WHAT THIS TASK INVOLVES
Convert the material below into a Markdown table with the columns Row and Line, giving each non-blank line its own row numbered in sequence and omitting blank lines.

↓

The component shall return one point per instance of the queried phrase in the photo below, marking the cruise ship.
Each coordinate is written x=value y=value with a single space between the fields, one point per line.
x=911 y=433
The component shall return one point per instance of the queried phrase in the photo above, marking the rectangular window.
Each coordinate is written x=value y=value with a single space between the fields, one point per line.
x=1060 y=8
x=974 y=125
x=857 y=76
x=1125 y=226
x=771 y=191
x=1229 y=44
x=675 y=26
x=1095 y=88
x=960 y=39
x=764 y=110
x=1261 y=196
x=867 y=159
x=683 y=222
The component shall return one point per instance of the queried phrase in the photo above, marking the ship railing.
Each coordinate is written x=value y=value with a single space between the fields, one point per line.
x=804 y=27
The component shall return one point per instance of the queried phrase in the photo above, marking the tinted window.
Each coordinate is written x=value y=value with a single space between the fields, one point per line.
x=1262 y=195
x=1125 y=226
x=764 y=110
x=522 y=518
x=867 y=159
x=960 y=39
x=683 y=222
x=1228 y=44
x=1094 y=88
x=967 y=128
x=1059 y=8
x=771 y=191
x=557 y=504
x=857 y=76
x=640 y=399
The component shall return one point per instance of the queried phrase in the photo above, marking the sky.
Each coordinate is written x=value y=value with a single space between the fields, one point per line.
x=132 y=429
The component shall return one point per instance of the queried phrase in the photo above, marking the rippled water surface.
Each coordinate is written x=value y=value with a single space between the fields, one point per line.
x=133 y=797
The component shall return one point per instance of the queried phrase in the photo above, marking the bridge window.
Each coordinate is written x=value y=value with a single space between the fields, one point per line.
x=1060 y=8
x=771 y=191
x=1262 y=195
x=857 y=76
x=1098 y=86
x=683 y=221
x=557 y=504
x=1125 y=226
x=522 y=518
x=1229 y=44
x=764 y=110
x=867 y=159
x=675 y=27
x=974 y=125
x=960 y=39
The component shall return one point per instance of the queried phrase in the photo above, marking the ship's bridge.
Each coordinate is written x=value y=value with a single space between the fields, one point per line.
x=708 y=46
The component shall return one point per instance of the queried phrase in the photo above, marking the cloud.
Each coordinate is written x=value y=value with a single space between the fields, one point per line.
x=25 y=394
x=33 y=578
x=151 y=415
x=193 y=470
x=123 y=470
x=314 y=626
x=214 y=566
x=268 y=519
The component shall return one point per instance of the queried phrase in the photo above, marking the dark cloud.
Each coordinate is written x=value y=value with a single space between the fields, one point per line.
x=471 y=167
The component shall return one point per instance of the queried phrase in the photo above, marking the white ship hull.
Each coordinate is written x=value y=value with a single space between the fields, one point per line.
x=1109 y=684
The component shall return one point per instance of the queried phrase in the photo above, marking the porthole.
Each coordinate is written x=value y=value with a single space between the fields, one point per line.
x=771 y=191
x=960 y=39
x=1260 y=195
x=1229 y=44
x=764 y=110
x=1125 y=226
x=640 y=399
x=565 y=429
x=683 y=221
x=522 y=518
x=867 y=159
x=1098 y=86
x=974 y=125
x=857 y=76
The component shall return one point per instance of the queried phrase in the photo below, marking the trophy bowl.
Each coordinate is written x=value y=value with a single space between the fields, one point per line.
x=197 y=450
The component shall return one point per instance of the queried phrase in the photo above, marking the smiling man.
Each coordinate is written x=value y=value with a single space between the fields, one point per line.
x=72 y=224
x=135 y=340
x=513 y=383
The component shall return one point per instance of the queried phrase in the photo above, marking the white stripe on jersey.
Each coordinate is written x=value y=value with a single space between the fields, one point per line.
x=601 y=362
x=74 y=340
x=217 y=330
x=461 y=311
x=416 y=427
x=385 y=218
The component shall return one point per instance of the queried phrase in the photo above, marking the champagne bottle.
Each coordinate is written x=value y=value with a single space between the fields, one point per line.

↑

OUTPUT FOR THIS EXERCISE
| Row | Line |
|---|---|
| 1 | The component shall return one point per instance of the queried phrase in the photo below, marking the cruise ship. |
| 2 | Each coordinate is written x=value y=value with a single space between the fields, one point per line. |
| 3 | x=911 y=433 |
| 4 | The component shall return one point per instance of the queried phrase in the photo above, marking the rectangular window. |
| 5 | Each coordinate is written x=value y=value with a single space between the fields, one point per line. |
| 6 | x=1060 y=8 |
| 7 | x=974 y=125 |
| 8 | x=857 y=76 |
| 9 | x=1125 y=226 |
| 10 | x=771 y=191 |
| 11 | x=1229 y=44 |
| 12 | x=675 y=26 |
| 13 | x=1095 y=88 |
| 14 | x=960 y=39 |
| 15 | x=764 y=110 |
| 16 | x=1261 y=196 |
| 17 | x=867 y=159 |
| 18 | x=683 y=222 |
| 19 | The component shall return one point per instance of the queried phrase in the photo above, marking the ship railing. |
| 20 | Each coordinate is written x=value y=value with a single space between the fields, one point per line. |
| 21 | x=804 y=27 |
| 22 | The component shall return one point per instance of the queried phrase in the photo above, marking the tinted window. |
| 23 | Each coordinate is written x=value y=value with a single space between the fields, one point per line. |
| 24 | x=1262 y=195 |
| 25 | x=1125 y=226 |
| 26 | x=764 y=110 |
| 27 | x=522 y=518 |
| 28 | x=867 y=159 |
| 29 | x=960 y=39 |
| 30 | x=683 y=222 |
| 31 | x=1228 y=44 |
| 32 | x=1094 y=88 |
| 33 | x=967 y=128 |
| 34 | x=1059 y=8 |
| 35 | x=771 y=191 |
| 36 | x=557 y=504 |
| 37 | x=857 y=76 |
| 38 | x=640 y=399 |
| 39 | The component shall return one point per instance of the queried phrase in the photo above, marking the sky. |
| 40 | Each coordinate is written x=value y=value with a single space between the fields, one point per line. |
| 41 | x=132 y=429 |
| 42 | The component shall return one point per instance of the queried phrase in the photo above, marking the rippled water surface. |
| 43 | Each coordinate is written x=value y=value with a single space between the fields, one point per line. |
| 44 | x=133 y=797 |
| 45 | The component shall return one point per instance of the queried phrase in the photo above, marking the bridge window. |
| 46 | Each coordinate is written x=value y=value with a single space between the fields, one point per line. |
| 47 | x=1060 y=8 |
| 48 | x=771 y=191 |
| 49 | x=1262 y=195 |
| 50 | x=857 y=76 |
| 51 | x=1098 y=86 |
| 52 | x=683 y=221 |
| 53 | x=557 y=504 |
| 54 | x=1125 y=226 |
| 55 | x=522 y=518 |
| 56 | x=1229 y=44 |
| 57 | x=764 y=110 |
| 58 | x=867 y=159 |
| 59 | x=675 y=27 |
| 60 | x=974 y=125 |
| 61 | x=960 y=39 |
| 62 | The component shall return one point per instance of the queried phrase in the photo above, marking the ship's bridge. |
| 63 | Each coordinate is written x=value y=value with a single space between the fields, one point per line. |
| 64 | x=708 y=46 |
| 65 | The component shall return one point per instance of the queried phrase in the photo above, marking the cloud. |
| 66 | Each coordinate is written x=value y=value with a single space between the fields, one point per line. |
| 67 | x=25 y=394 |
| 68 | x=33 y=578 |
| 69 | x=151 y=415 |
| 70 | x=193 y=470 |
| 71 | x=123 y=470 |
| 72 | x=314 y=626 |
| 73 | x=214 y=566 |
| 74 | x=268 y=519 |
| 75 | The component shall return one point per instance of the queried phrase in the photo above, marking the dark cloud. |
| 76 | Each coordinate is written x=value y=value with a single space between the fields, one point per line. |
| 77 | x=471 y=167 |
| 78 | The component shall return one point per instance of the queried phrase in the photo above, marking the white ship hull. |
| 79 | Each coordinate is written x=value y=value with a single space between the fields, one point per line. |
| 80 | x=1109 y=684 |
| 81 | The component shall return one point per instance of the queried phrase in the photo above, marking the porthole. |
| 82 | Each coordinate is written x=value y=value with a single space between the fields, one point per line. |
| 83 | x=771 y=191 |
| 84 | x=960 y=39 |
| 85 | x=1260 y=195 |
| 86 | x=1229 y=44 |
| 87 | x=764 y=110 |
| 88 | x=1125 y=226 |
| 89 | x=640 y=399 |
| 90 | x=565 y=429 |
| 91 | x=683 y=221 |
| 92 | x=522 y=518 |
| 93 | x=867 y=159 |
| 94 | x=1098 y=86 |
| 95 | x=974 y=125 |
| 96 | x=857 y=76 |
| 97 | The component shall return one point per instance of the queried phrase in the photo below, marking the trophy bowl. |
| 98 | Each coordinate is written x=value y=value with a single space between the fields, one point per line. |
| 99 | x=197 y=450 |
| 100 | The component shall return one point per instance of the queried phrase in the photo above, marking the smiling man. |
| 101 | Each coordinate is written x=value y=value with a single space between the fields, one point per line. |
| 102 | x=72 y=224 |
| 103 | x=135 y=340 |
| 104 | x=513 y=383 |
| 105 | The component shall return one point per instance of the queried phrase in the photo above, marking the white stripe on jersey. |
| 106 | Each coordinate is written x=value y=value with a single space between the fields, one point per line. |
| 107 | x=601 y=362 |
| 108 | x=74 y=340 |
| 109 | x=217 y=330 |
| 110 | x=461 y=311 |
| 111 | x=416 y=427 |
| 112 | x=385 y=218 |
| 113 | The component shall return one point per instance of the queried phrase in the photo above, marking the champagne bottle. |
| 114 | Each coordinate is written x=value y=value with a single space between the fields, one point per line. |